- _Stated task_:
Condense the paragraph beginning "Peirce recognized that a relation" in the text on posets and matrix algebra into a short bulleted list of its main facts.

- _Text to read_:
In summary, what we did in this proof is “slide” the operator p \Rightarrow - on the right of the inequality over to the operator - \wedge p on the left, then invoke the defining property of infs, and then slide back to p \Rightarrow - on the right. This sliding trick is analogous to how adjoint mappings work in linear algebra.

In fact, everything we have done so far with posets can be translated in terms of matrix algebra, provided that our matrix entries, instead of being real or complex numbers, are truth values 0, 1 (1 for “true”, 0 \mbox{ for} “false”). These truth values are added and multiplied in the way familiar from truth tables, with join playing the role of addition and meet playing the role of multiplication. In fact the lattice \mathbf{2} = \{0, 1\} is a very simple distributive lattice, and so most of the familiar arithmetic properties of addition and multiplication (associativity, commutativity, distributivity) do carry over, which is all we need to carry out the most basic aspects of matrix algebra. However, observe that 1 has no additive inverse (for here 1 + 1 = 1 \vee 1 = 1) — the type of structure we are dealing with is often called a “rig” (like a ring, but without assuming negatives). On the other hand, this lattice is, conveniently, a sup-lattice, thinking of sups as arbitrary sums, whether finitary or infinitary.

Peirce recognized that a relation can be classified by a truth-valued matrix. Take for example a binary relation on a set X, i.e., a subset R \subseteq X \times X. We can imagine each point (x, y) \in X \times X as a pixel in the plane, and highlight R by lighting up just those pixels which belong to R. This is the same as giving an (X \times X)-matrix R(\cdot, \cdot), with rows indexed by elements y and columns by elements x, where the (y, x)-entry R(y, x) is 1 (on) if (x, y) is in R, and 0 \mbox{ (off)} if not. In a similar way, any relation R \subseteq X \times Y is classified by a (Y \times X)-matrix whose entries are truth values.

As an example, the identity matrix has a 1 at the (x, y)-entry if and only if x = y. Thus the identity matrix classifies the equality relation.

A poset is a set X equipped with a binary relation R satisfying the reflexive, transitive, and antisymmetry properties. Let us translate these into matrix algebra terms. First reflexivity: it says that x = y implies (x, y) \in R. In matrix algebra terms, it says Id(y, x) \leq R(y, x), which we abbreviate in the customary way:

(Reflexivity) Id \leq R.

Now let’s look at transitivity. It says

(\exists_y  (x, y) \in R and (y, z) \in R) implies (x, z) \in R.

The “and” here refers to the meet or multiplication in the rig of truth values \mathbf{2}, and the existential quantifier can be thought of as a (possibly infinitary) join or sum indexed over elements y. Thus, for each pair (x, z), the hypothesis of the implication has truth value

\sum_y R(z, y) \cdot R(y, x)

which is just the (z, x)-entry of the square of the matrix R. Therefore, transitivity can be very succinctly expressed in matrix algebra terms as the condition

(Transitivity) R^2 \leq R.

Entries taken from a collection
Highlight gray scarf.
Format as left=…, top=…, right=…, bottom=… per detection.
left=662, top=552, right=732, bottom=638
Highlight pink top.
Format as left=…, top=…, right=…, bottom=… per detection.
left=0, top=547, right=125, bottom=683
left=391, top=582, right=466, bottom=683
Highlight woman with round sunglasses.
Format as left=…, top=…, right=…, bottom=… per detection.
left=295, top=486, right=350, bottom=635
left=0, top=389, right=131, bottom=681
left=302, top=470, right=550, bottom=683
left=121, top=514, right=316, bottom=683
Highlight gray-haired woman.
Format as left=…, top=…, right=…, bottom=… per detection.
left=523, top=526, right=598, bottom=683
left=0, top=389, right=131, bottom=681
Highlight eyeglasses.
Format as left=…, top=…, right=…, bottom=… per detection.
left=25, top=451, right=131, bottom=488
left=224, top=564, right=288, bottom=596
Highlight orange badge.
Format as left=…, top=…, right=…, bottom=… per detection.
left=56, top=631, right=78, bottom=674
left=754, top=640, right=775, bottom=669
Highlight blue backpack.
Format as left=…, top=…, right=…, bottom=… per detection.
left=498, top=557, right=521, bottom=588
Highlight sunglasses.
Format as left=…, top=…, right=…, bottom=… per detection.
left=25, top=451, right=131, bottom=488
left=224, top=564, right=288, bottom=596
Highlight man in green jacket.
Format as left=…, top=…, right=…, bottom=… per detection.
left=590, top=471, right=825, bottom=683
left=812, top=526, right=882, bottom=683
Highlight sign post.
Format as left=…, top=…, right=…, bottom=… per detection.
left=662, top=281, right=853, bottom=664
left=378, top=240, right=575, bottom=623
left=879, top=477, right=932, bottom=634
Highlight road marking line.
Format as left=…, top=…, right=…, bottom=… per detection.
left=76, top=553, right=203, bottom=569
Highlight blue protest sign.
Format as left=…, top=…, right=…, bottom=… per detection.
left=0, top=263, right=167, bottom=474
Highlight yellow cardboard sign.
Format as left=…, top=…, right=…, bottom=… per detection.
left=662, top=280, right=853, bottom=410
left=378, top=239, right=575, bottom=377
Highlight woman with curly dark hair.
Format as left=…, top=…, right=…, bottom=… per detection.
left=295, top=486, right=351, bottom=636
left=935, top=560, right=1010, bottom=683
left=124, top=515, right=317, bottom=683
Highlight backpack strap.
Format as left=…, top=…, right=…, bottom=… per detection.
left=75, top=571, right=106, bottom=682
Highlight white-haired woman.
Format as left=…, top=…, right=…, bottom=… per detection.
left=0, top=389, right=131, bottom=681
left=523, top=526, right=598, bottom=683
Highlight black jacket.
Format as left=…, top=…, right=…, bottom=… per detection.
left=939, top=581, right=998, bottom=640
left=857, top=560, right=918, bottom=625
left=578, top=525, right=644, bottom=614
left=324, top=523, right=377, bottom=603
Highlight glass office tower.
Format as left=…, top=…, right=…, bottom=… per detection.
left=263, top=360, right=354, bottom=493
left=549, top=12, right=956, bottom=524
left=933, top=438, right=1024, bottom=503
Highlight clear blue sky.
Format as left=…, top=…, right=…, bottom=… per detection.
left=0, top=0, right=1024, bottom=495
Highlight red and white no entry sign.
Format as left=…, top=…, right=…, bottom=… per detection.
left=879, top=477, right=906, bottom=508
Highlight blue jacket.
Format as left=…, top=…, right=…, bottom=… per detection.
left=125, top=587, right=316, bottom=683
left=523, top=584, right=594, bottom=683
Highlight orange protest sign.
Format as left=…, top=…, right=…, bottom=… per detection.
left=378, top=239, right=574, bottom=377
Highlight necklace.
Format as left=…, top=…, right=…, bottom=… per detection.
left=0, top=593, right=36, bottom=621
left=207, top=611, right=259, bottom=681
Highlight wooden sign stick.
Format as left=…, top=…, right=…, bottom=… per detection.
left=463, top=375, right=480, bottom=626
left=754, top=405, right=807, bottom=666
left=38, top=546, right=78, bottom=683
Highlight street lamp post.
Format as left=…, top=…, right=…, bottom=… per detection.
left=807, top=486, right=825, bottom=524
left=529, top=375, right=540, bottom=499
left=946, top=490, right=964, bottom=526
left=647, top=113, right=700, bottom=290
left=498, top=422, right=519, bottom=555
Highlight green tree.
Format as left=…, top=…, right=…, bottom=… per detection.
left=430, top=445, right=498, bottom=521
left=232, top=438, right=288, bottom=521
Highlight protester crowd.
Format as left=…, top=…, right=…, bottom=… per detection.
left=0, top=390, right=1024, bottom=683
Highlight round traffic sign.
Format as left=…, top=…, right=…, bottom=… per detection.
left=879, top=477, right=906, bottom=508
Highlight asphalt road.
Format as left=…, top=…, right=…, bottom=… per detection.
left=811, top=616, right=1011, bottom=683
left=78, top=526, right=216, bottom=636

- _Solution to this task_:
- Peirce recognized that a relation can be classified by a matrix of truth values.
- A binary relation on a set X is a subset R of X × X.
- Each point (x, y) of X × X can be pictured as a pixel in the plane, and R is highlighted by lighting up only the pixels that belong to it.
- Equivalently, R is an (X × X)-matrix whose rows are indexed by y and whose columns are indexed by x. Its (y, x)-entry is 1 (on) if (x, y) is in R and 0 (off) if not.
- In the same way, any relation R ⊆ X × Y is classified by a (Y × X)-matrix of truth values.